#### [DATA RECORDS]
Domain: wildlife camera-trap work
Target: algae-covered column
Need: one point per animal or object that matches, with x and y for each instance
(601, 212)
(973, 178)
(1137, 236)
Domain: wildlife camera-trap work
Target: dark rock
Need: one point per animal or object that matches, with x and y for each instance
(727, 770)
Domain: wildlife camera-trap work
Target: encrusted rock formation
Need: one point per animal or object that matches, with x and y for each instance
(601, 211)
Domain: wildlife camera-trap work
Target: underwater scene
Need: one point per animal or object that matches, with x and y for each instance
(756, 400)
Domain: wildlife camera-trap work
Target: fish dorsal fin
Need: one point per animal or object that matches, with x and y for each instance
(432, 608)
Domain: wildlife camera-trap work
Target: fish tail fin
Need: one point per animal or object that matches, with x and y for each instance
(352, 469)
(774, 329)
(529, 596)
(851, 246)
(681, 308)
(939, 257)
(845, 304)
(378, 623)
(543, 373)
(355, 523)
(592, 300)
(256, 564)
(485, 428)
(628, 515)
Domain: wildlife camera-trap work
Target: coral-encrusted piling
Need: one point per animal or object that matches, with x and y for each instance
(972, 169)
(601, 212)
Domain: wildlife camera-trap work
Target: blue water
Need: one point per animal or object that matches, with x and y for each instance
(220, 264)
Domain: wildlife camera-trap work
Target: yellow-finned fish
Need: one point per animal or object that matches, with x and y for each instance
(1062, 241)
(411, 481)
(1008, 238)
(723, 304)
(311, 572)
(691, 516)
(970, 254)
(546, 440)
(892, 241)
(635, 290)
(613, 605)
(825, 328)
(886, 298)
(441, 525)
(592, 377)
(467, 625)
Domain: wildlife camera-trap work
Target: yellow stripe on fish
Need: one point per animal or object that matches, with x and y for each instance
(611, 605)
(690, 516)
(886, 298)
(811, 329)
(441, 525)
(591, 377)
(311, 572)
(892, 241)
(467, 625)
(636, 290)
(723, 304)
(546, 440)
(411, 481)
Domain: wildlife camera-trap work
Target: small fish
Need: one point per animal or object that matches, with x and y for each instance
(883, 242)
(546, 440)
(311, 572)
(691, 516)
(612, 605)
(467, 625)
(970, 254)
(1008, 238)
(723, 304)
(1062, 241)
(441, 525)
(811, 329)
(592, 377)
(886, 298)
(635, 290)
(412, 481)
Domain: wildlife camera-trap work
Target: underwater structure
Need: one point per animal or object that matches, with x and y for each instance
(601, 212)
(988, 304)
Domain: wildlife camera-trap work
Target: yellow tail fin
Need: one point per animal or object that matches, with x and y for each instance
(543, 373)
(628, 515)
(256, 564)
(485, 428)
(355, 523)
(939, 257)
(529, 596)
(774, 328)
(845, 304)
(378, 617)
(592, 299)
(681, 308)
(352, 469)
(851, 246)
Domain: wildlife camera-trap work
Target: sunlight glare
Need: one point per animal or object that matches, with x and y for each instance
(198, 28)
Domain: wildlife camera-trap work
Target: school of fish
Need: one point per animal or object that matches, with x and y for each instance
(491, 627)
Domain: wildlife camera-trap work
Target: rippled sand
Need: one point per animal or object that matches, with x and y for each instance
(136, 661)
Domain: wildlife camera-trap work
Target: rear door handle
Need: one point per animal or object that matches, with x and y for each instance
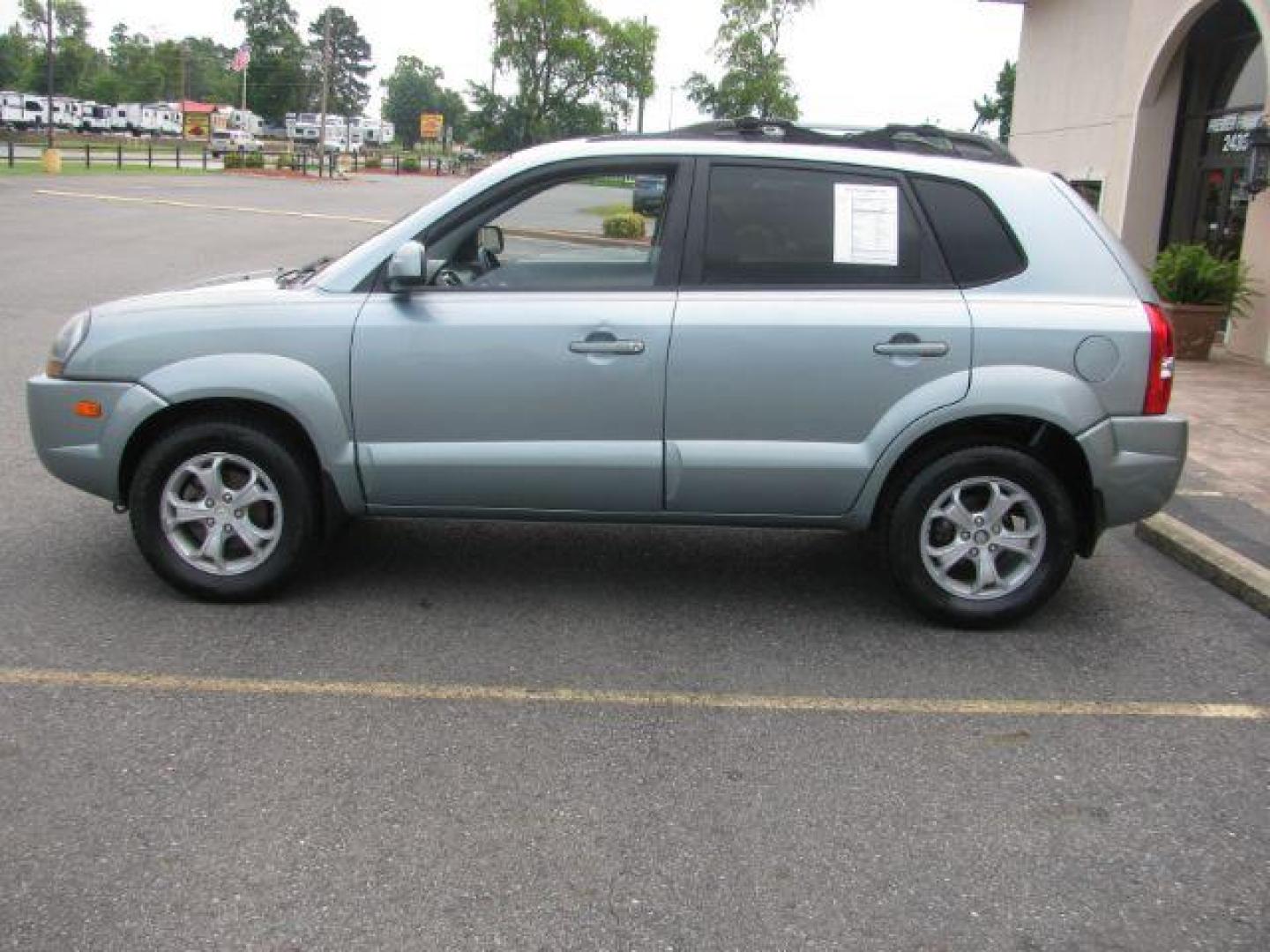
(912, 348)
(623, 348)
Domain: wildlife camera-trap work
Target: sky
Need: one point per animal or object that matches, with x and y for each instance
(851, 61)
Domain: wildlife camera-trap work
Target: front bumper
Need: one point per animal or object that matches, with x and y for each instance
(1134, 464)
(86, 452)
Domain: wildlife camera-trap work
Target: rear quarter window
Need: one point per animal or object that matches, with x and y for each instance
(775, 227)
(977, 242)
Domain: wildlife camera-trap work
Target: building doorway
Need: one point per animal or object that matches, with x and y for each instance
(1223, 97)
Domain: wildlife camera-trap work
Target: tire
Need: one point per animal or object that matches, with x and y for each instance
(265, 542)
(937, 550)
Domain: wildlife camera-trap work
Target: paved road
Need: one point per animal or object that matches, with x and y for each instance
(291, 814)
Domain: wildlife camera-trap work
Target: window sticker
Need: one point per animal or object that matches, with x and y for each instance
(865, 224)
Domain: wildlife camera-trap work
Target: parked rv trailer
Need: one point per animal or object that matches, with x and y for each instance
(11, 113)
(95, 117)
(68, 113)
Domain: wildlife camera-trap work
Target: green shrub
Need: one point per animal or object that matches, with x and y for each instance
(244, 160)
(1192, 274)
(626, 225)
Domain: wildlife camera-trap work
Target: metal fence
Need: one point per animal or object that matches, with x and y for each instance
(185, 155)
(115, 155)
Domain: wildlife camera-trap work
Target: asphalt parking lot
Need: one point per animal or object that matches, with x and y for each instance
(460, 735)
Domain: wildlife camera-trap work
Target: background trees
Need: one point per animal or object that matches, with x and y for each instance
(577, 72)
(349, 63)
(277, 80)
(755, 81)
(415, 88)
(998, 108)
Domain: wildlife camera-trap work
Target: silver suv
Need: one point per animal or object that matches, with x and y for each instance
(808, 333)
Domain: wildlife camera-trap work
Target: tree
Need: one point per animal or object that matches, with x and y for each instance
(755, 81)
(74, 60)
(349, 61)
(577, 71)
(1000, 108)
(16, 58)
(276, 78)
(415, 88)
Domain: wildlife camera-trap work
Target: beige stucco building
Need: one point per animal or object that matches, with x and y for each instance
(1146, 107)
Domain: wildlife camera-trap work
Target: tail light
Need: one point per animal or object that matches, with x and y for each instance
(1160, 372)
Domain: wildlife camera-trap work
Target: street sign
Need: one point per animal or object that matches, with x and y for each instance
(430, 124)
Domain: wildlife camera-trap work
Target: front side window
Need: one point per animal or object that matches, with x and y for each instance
(591, 231)
(773, 225)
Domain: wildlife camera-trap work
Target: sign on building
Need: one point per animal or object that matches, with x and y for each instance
(430, 124)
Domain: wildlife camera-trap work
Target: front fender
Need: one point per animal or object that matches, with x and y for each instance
(1002, 390)
(283, 383)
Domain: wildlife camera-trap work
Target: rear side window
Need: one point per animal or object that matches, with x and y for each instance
(975, 242)
(773, 225)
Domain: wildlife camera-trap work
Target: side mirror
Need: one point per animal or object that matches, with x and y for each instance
(407, 268)
(492, 239)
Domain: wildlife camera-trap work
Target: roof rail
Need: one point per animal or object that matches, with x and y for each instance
(894, 138)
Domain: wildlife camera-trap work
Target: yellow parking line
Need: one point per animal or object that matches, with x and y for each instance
(178, 204)
(407, 691)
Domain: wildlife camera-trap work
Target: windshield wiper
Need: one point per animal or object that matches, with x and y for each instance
(296, 276)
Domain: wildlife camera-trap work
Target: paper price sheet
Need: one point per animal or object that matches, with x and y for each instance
(865, 225)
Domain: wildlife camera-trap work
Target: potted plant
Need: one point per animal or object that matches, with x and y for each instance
(1199, 290)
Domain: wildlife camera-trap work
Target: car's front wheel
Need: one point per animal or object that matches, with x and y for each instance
(982, 536)
(224, 509)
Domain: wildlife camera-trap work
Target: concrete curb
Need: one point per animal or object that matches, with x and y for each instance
(1209, 559)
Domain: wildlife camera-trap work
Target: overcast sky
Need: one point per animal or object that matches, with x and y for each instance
(852, 61)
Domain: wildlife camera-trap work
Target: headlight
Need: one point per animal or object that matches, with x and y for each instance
(66, 343)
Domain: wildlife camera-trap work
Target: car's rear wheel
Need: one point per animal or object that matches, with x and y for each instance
(981, 536)
(225, 509)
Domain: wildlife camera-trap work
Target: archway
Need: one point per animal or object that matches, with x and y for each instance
(1211, 55)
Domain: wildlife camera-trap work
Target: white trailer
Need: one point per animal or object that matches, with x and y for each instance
(245, 121)
(167, 118)
(303, 127)
(95, 117)
(376, 132)
(68, 113)
(11, 113)
(138, 118)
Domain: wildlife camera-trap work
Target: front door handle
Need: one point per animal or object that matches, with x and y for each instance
(912, 348)
(623, 348)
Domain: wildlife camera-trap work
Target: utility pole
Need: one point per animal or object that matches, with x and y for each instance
(49, 38)
(639, 122)
(325, 88)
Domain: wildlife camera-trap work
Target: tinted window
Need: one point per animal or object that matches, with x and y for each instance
(977, 245)
(588, 233)
(796, 227)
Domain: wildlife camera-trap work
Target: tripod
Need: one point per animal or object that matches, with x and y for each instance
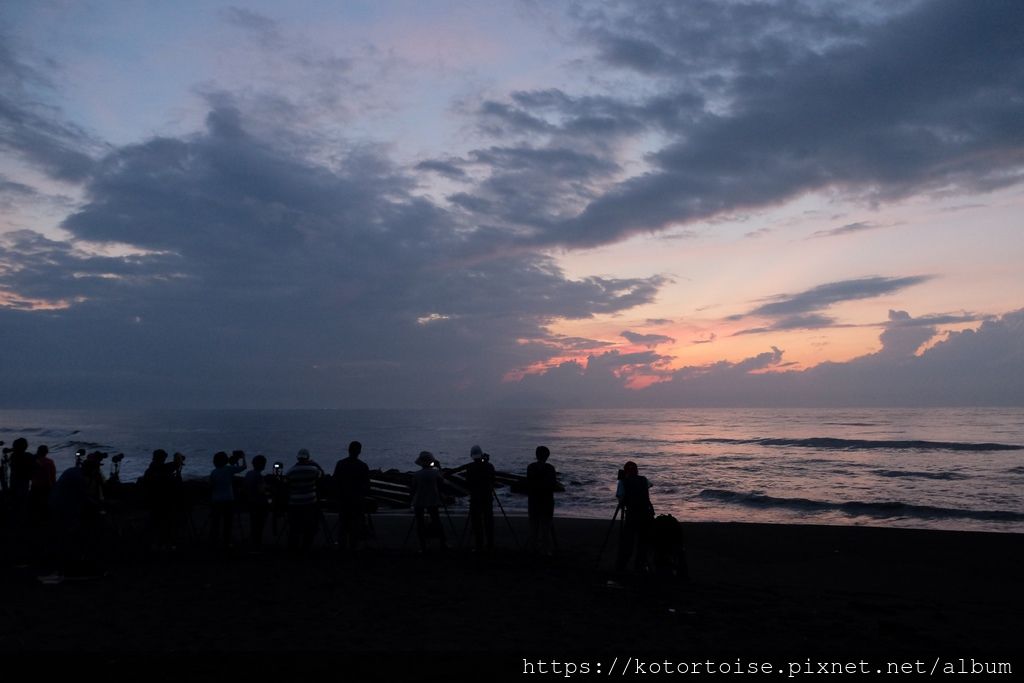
(416, 519)
(620, 508)
(501, 507)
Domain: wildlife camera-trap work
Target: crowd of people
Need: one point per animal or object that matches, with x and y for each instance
(69, 512)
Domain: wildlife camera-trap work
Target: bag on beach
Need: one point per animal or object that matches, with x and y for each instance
(670, 552)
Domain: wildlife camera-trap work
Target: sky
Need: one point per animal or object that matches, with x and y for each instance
(635, 203)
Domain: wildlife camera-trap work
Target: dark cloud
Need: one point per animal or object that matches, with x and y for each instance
(260, 278)
(793, 308)
(264, 29)
(762, 102)
(650, 341)
(849, 228)
(449, 169)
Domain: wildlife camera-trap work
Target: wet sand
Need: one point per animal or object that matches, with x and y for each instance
(757, 591)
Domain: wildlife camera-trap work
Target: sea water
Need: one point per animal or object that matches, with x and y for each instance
(928, 468)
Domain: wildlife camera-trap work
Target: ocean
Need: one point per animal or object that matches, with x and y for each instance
(924, 468)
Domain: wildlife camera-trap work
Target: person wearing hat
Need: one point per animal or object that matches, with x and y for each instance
(480, 482)
(427, 498)
(302, 511)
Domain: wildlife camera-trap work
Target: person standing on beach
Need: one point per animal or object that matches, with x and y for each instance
(542, 480)
(22, 467)
(427, 498)
(222, 496)
(351, 482)
(638, 515)
(480, 482)
(302, 511)
(257, 501)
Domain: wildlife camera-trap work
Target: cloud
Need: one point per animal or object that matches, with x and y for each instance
(264, 29)
(983, 367)
(849, 228)
(256, 275)
(35, 131)
(448, 169)
(759, 103)
(650, 341)
(793, 308)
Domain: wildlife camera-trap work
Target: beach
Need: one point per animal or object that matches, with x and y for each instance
(757, 592)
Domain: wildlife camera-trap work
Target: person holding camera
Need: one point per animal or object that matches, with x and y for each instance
(638, 515)
(222, 496)
(351, 483)
(302, 510)
(480, 482)
(542, 481)
(257, 498)
(427, 498)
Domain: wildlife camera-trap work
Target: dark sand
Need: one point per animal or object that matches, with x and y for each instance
(759, 592)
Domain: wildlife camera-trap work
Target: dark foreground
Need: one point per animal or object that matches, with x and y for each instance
(758, 594)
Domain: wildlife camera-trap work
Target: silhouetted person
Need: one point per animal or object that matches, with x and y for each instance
(276, 483)
(23, 465)
(257, 499)
(638, 514)
(427, 499)
(77, 513)
(480, 482)
(44, 475)
(351, 482)
(542, 480)
(222, 496)
(158, 487)
(302, 511)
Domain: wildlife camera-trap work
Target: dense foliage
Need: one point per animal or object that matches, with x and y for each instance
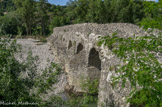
(18, 79)
(142, 68)
(38, 17)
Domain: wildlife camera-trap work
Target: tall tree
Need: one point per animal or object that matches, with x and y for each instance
(43, 16)
(26, 9)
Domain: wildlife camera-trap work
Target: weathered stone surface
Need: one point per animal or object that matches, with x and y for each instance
(75, 47)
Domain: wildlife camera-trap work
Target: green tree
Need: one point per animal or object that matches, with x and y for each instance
(142, 68)
(26, 9)
(153, 15)
(10, 24)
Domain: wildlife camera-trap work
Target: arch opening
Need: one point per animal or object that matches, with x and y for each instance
(70, 44)
(79, 48)
(93, 59)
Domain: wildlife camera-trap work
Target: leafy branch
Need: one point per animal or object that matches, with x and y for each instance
(141, 67)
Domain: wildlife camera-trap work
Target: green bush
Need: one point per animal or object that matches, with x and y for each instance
(141, 69)
(14, 86)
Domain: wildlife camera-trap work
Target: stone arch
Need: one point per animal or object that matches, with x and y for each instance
(70, 44)
(79, 48)
(93, 59)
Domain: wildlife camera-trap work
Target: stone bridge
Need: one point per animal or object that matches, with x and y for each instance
(75, 48)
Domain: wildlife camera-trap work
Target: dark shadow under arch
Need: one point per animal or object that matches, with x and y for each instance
(94, 59)
(79, 48)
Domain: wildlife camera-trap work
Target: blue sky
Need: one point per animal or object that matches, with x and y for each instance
(58, 2)
(63, 2)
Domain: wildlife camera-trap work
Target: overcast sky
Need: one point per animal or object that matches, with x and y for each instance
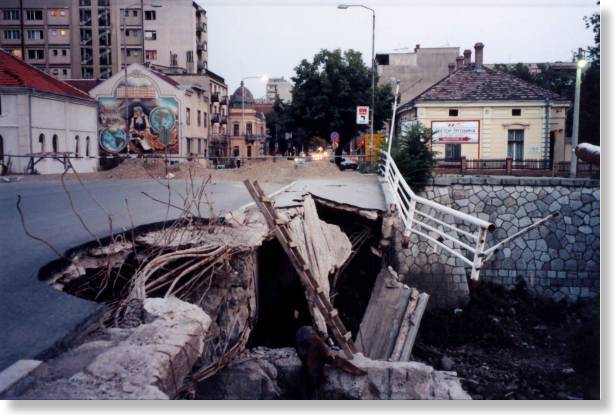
(254, 37)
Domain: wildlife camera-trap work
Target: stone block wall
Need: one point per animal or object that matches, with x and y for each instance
(559, 259)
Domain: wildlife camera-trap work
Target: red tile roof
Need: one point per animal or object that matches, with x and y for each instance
(16, 73)
(473, 83)
(84, 85)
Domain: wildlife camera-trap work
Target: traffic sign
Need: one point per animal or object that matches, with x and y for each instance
(362, 115)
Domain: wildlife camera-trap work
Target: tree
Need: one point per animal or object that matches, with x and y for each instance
(589, 110)
(413, 155)
(327, 91)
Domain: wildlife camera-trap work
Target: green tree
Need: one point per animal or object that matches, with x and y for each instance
(589, 111)
(327, 91)
(413, 155)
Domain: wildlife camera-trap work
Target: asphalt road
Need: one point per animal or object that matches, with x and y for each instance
(35, 317)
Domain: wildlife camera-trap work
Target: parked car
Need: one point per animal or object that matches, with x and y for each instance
(348, 164)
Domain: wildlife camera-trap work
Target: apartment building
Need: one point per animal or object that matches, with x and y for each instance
(91, 39)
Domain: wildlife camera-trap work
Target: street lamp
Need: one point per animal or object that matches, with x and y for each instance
(263, 78)
(347, 6)
(123, 12)
(581, 64)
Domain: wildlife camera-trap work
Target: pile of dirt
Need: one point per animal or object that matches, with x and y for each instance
(510, 345)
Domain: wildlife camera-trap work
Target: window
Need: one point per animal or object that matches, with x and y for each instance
(452, 152)
(36, 54)
(34, 15)
(36, 34)
(87, 146)
(10, 14)
(515, 144)
(12, 34)
(150, 35)
(54, 143)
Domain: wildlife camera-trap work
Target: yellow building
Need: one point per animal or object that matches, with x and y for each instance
(484, 114)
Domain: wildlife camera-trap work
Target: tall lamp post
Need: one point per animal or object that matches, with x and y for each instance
(124, 26)
(263, 78)
(371, 128)
(581, 63)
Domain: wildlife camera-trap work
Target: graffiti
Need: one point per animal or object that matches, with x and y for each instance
(134, 118)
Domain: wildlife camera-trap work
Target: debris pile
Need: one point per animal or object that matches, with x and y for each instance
(511, 345)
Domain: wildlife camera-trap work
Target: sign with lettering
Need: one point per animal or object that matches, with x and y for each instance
(455, 132)
(362, 115)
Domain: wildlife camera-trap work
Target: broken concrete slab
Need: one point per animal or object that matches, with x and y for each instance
(263, 373)
(146, 362)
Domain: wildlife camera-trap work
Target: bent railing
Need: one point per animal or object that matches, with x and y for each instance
(462, 235)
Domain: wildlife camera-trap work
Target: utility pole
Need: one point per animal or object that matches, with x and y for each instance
(581, 63)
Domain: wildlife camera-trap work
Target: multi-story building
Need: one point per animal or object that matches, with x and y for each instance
(85, 39)
(279, 87)
(416, 70)
(219, 142)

#### [BRIEF]
What is the number of lines in this material that hold the string "fish"? Answer with that number only.

#### [OUTPUT OF THE TASK]
6